WHAT IS EXPECTED
Which lines in the records below contain the string "soil", matching case exactly? Return each of those lines in full.
— START OF MATERIAL FOR THE TASK —
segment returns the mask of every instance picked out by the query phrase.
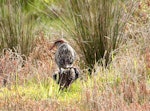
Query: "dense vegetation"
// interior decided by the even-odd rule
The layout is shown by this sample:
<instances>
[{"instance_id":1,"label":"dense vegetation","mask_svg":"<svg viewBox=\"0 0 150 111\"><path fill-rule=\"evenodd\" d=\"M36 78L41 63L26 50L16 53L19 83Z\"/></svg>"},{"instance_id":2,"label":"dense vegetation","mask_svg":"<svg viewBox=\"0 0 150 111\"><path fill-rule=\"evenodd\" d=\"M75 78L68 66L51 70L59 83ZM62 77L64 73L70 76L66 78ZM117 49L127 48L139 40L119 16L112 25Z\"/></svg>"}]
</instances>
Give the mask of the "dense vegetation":
<instances>
[{"instance_id":1,"label":"dense vegetation","mask_svg":"<svg viewBox=\"0 0 150 111\"><path fill-rule=\"evenodd\" d=\"M0 0L0 110L149 111L149 19L149 0ZM58 91L62 37L81 75Z\"/></svg>"}]
</instances>

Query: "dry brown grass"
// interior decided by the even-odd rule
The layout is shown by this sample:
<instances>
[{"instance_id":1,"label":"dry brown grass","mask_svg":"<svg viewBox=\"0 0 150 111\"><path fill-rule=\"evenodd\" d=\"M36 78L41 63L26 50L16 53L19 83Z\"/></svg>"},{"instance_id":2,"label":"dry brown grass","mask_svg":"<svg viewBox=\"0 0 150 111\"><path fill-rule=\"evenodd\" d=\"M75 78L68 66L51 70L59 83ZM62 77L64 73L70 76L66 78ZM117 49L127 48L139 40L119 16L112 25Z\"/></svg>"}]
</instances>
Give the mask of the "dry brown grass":
<instances>
[{"instance_id":1,"label":"dry brown grass","mask_svg":"<svg viewBox=\"0 0 150 111\"><path fill-rule=\"evenodd\" d=\"M73 99L64 96L64 93L48 96L44 98L26 97L26 93L20 93L19 88L15 89L15 93L11 92L11 88L5 87L6 92L11 92L11 96L4 94L0 96L0 110L14 111L149 111L150 109L150 21L149 16L143 20L140 17L143 13L142 9L148 6L137 8L135 14L126 26L124 38L126 42L114 51L112 62L108 67L95 64L93 76L88 77L84 72L83 80L75 82L67 93ZM142 8L142 9L141 9ZM140 10L141 11L140 11ZM144 12L148 14L148 12ZM3 85L3 79L7 80L6 86L26 87L23 81L30 82L30 86L34 88L35 84L41 85L40 80L51 77L56 69L53 65L53 52L48 49L51 46L49 41L41 33L36 41L33 52L27 59L23 59L22 55L6 49L0 56L0 80ZM117 53L116 53L117 51ZM82 59L81 59L82 60ZM80 60L80 61L81 61ZM52 79L48 81L47 88L55 87ZM38 86L38 90L42 88ZM27 87L28 88L28 87ZM47 90L46 88L46 90ZM79 89L78 89L79 88ZM55 88L57 89L57 88ZM31 89L30 89L31 90ZM43 90L43 89L42 89ZM43 90L43 91L46 91ZM55 90L52 90L55 93ZM79 92L79 93L76 93ZM3 87L0 94L3 94ZM41 94L41 93L40 93ZM42 92L44 95L44 92ZM64 99L63 101L60 99ZM76 99L79 98L79 99Z\"/></svg>"}]
</instances>

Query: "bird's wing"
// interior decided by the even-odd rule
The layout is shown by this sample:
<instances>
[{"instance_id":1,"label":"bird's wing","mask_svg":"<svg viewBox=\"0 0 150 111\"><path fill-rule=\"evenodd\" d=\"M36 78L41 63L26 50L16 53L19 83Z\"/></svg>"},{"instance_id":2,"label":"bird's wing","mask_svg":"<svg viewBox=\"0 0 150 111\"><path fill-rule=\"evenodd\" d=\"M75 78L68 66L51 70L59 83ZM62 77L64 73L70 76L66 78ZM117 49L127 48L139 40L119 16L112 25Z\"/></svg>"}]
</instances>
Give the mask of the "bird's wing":
<instances>
[{"instance_id":1,"label":"bird's wing","mask_svg":"<svg viewBox=\"0 0 150 111\"><path fill-rule=\"evenodd\" d=\"M60 66L72 65L75 60L75 51L68 44L62 44L55 55L55 61Z\"/></svg>"}]
</instances>

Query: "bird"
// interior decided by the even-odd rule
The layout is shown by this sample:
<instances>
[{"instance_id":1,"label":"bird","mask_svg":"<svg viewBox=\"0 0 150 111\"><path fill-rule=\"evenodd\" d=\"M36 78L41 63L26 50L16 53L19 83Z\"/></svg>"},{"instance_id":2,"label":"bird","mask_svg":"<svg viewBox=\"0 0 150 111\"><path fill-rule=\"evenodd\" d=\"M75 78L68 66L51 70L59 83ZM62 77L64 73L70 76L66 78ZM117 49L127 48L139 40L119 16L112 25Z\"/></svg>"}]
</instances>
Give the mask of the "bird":
<instances>
[{"instance_id":1,"label":"bird","mask_svg":"<svg viewBox=\"0 0 150 111\"><path fill-rule=\"evenodd\" d=\"M53 79L59 84L59 90L67 89L76 79L79 78L79 70L71 67L63 71L63 73L55 72Z\"/></svg>"},{"instance_id":2,"label":"bird","mask_svg":"<svg viewBox=\"0 0 150 111\"><path fill-rule=\"evenodd\" d=\"M76 52L64 39L56 40L50 50L52 50L54 47L57 48L55 53L55 62L60 73L62 73L63 69L72 67L76 59Z\"/></svg>"}]
</instances>

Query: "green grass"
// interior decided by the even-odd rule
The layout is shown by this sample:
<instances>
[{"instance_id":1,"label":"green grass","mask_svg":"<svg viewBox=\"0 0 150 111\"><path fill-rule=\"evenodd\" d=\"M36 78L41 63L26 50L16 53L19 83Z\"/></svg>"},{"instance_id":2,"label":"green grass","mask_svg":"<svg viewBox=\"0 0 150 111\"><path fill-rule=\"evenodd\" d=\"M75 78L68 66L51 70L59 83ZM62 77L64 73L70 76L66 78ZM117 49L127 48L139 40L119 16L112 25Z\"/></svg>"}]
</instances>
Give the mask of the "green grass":
<instances>
[{"instance_id":1,"label":"green grass","mask_svg":"<svg viewBox=\"0 0 150 111\"><path fill-rule=\"evenodd\" d=\"M57 99L61 102L80 101L84 89L92 89L95 82L99 84L106 82L114 84L115 78L113 75L108 74L107 76L95 79L89 77L87 81L78 79L68 89L63 91L59 91L59 85L51 78L43 81L32 79L24 82L23 85L18 85L16 83L11 87L1 88L0 98L5 99L19 95L24 99L32 100Z\"/></svg>"}]
</instances>

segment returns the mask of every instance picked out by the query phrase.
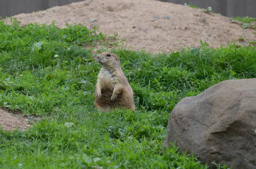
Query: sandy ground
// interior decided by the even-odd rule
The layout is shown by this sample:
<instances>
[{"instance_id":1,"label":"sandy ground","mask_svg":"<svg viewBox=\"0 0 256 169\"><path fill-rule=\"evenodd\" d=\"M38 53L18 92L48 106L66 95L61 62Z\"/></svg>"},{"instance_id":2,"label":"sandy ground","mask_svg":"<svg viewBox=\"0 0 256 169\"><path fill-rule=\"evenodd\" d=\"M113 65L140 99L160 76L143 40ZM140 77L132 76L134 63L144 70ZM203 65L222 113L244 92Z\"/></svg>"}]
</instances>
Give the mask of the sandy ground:
<instances>
[{"instance_id":1,"label":"sandy ground","mask_svg":"<svg viewBox=\"0 0 256 169\"><path fill-rule=\"evenodd\" d=\"M7 110L0 108L0 127L6 130L14 130L15 129L22 131L26 130L32 125L26 118L20 114L13 114Z\"/></svg>"},{"instance_id":2,"label":"sandy ground","mask_svg":"<svg viewBox=\"0 0 256 169\"><path fill-rule=\"evenodd\" d=\"M87 0L13 17L23 25L54 21L60 28L66 23L97 25L107 35L117 32L119 39L126 39L126 47L153 53L198 47L200 39L213 48L240 37L244 39L242 43L256 39L255 30L244 29L231 23L230 18L203 11L153 0Z\"/></svg>"},{"instance_id":3,"label":"sandy ground","mask_svg":"<svg viewBox=\"0 0 256 169\"><path fill-rule=\"evenodd\" d=\"M241 43L256 39L256 31L243 29L231 23L230 18L203 11L153 0L86 0L13 17L22 25L54 21L60 28L65 28L66 23L98 26L108 36L116 32L119 40L125 39L125 48L153 53L200 46L200 39L219 48L240 37L244 40ZM10 19L5 22L10 23ZM24 130L30 125L22 115L1 109L0 124L9 130Z\"/></svg>"}]
</instances>

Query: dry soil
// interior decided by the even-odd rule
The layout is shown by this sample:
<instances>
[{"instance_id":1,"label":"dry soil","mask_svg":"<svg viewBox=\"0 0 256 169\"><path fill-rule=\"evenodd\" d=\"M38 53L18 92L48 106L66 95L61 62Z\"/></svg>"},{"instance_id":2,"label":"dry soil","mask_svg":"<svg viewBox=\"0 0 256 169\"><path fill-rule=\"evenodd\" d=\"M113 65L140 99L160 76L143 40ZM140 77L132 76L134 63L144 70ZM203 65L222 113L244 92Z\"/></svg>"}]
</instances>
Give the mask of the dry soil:
<instances>
[{"instance_id":1,"label":"dry soil","mask_svg":"<svg viewBox=\"0 0 256 169\"><path fill-rule=\"evenodd\" d=\"M244 40L242 43L256 39L255 30L243 29L231 23L230 18L203 11L153 0L87 0L13 17L23 25L54 21L60 28L66 23L97 25L107 35L118 33L119 39L126 39L126 47L153 53L198 47L200 39L219 48L240 37ZM9 23L9 19L6 20Z\"/></svg>"}]
</instances>

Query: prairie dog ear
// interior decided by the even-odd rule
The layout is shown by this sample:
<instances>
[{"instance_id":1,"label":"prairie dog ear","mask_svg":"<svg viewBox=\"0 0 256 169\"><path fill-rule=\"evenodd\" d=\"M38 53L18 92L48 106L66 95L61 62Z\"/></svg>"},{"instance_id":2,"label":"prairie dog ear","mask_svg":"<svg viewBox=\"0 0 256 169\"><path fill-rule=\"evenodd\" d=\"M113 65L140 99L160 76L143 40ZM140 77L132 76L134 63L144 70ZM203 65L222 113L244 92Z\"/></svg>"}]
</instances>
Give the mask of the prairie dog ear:
<instances>
[{"instance_id":1,"label":"prairie dog ear","mask_svg":"<svg viewBox=\"0 0 256 169\"><path fill-rule=\"evenodd\" d=\"M120 64L121 64L121 61L120 61L120 59L119 59L119 58L118 58L118 57L117 57L117 58L116 59L116 61L118 61L118 62L119 62L119 63L120 63Z\"/></svg>"}]
</instances>

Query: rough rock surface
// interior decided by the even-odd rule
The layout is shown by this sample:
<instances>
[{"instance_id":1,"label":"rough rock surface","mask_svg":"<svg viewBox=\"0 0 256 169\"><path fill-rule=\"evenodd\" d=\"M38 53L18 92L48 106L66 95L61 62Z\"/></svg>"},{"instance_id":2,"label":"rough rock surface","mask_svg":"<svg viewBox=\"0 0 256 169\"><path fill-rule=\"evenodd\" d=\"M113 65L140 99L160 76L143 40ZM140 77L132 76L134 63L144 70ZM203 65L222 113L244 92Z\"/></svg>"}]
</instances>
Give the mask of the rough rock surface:
<instances>
[{"instance_id":1,"label":"rough rock surface","mask_svg":"<svg viewBox=\"0 0 256 169\"><path fill-rule=\"evenodd\" d=\"M223 81L183 99L171 113L164 145L201 162L256 169L256 79Z\"/></svg>"}]
</instances>

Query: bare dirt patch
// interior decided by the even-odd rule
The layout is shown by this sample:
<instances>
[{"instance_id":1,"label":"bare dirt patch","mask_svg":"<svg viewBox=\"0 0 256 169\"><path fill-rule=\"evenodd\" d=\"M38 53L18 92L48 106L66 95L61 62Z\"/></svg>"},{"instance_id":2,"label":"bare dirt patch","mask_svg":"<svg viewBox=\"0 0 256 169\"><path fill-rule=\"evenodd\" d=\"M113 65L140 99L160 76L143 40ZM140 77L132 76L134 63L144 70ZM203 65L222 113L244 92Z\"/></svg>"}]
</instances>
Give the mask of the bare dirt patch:
<instances>
[{"instance_id":1,"label":"bare dirt patch","mask_svg":"<svg viewBox=\"0 0 256 169\"><path fill-rule=\"evenodd\" d=\"M13 114L11 112L0 108L0 127L5 130L15 129L24 131L27 127L30 127L27 118L20 114Z\"/></svg>"},{"instance_id":2,"label":"bare dirt patch","mask_svg":"<svg viewBox=\"0 0 256 169\"><path fill-rule=\"evenodd\" d=\"M256 39L255 30L244 29L231 23L230 18L203 10L153 0L87 0L13 17L23 25L54 21L60 28L66 23L97 25L107 35L118 33L119 39L126 39L126 47L152 52L200 46L201 39L213 48L240 37L243 43Z\"/></svg>"}]
</instances>

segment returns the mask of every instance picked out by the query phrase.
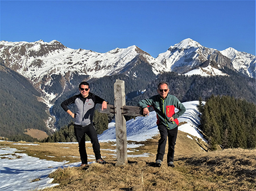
— END OF MATERIAL FOR THE TASK —
SOLUTION TO THIS TASK
Query: dry soil
[{"instance_id":1,"label":"dry soil","mask_svg":"<svg viewBox=\"0 0 256 169\"><path fill-rule=\"evenodd\" d=\"M38 53L18 92L48 106L66 95L61 62Z\"/></svg>"},{"instance_id":2,"label":"dry soil","mask_svg":"<svg viewBox=\"0 0 256 169\"><path fill-rule=\"evenodd\" d=\"M113 65L140 99L160 76L143 40ZM140 77L132 76L134 63L144 70ZM203 65L222 113L244 92Z\"/></svg>"}]
Give the mask of the dry soil:
[{"instance_id":1,"label":"dry soil","mask_svg":"<svg viewBox=\"0 0 256 169\"><path fill-rule=\"evenodd\" d=\"M244 40L242 43L256 39L255 30L243 29L231 23L230 18L203 11L153 0L87 0L13 17L23 25L54 21L60 28L66 23L97 25L107 35L118 33L119 39L126 39L126 47L153 53L198 47L200 39L219 48L240 37ZM9 23L9 19L6 20Z\"/></svg>"}]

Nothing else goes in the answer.